__Task objective__. Reproduce the records from their start through the line containing "137L106 133L103 114L92", inclusive, updating every "wooden decking" to "timber decking" and leaving all else unchanged. Return only those lines.

__Input data__.
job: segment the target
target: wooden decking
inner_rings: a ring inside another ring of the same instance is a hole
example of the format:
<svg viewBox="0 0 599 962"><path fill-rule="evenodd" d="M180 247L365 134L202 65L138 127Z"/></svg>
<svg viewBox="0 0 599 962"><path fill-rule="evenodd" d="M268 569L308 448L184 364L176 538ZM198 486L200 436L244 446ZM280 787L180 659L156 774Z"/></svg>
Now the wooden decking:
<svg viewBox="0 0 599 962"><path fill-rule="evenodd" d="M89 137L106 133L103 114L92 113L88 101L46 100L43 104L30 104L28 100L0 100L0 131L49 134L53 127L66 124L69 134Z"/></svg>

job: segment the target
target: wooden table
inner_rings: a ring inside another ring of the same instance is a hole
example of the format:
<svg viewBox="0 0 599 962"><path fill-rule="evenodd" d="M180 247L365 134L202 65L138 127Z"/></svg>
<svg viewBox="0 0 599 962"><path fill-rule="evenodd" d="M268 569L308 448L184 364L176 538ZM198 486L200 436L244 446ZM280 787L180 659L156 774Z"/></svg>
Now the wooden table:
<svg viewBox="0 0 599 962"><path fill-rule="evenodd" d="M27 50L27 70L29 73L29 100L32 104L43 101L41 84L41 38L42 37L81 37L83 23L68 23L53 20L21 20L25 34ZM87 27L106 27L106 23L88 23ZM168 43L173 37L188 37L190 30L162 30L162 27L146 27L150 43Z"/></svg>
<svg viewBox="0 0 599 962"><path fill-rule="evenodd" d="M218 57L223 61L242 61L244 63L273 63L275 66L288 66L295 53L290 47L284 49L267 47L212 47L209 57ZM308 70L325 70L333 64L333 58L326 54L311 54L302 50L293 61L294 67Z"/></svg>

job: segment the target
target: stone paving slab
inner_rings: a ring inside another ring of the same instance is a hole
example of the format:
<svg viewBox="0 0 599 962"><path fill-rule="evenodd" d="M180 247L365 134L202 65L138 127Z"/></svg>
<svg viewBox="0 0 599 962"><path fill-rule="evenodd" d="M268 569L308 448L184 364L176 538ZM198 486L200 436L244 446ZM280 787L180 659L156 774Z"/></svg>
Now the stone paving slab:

__Answer in full__.
job: segment the target
target: timber decking
inner_rings: a ring inside another ring of the same instance is a hole
example of the format:
<svg viewBox="0 0 599 962"><path fill-rule="evenodd" d="M180 247L365 134L202 65L138 127Z"/></svg>
<svg viewBox="0 0 599 962"><path fill-rule="evenodd" d="M268 569L308 448L184 364L176 538ZM198 486L200 436L244 446ZM280 787L180 659L156 774Z"/></svg>
Now the timber decking:
<svg viewBox="0 0 599 962"><path fill-rule="evenodd" d="M89 137L106 133L103 114L92 113L88 101L46 100L43 104L30 104L28 100L0 100L0 131L49 134L53 127L66 124L69 134Z"/></svg>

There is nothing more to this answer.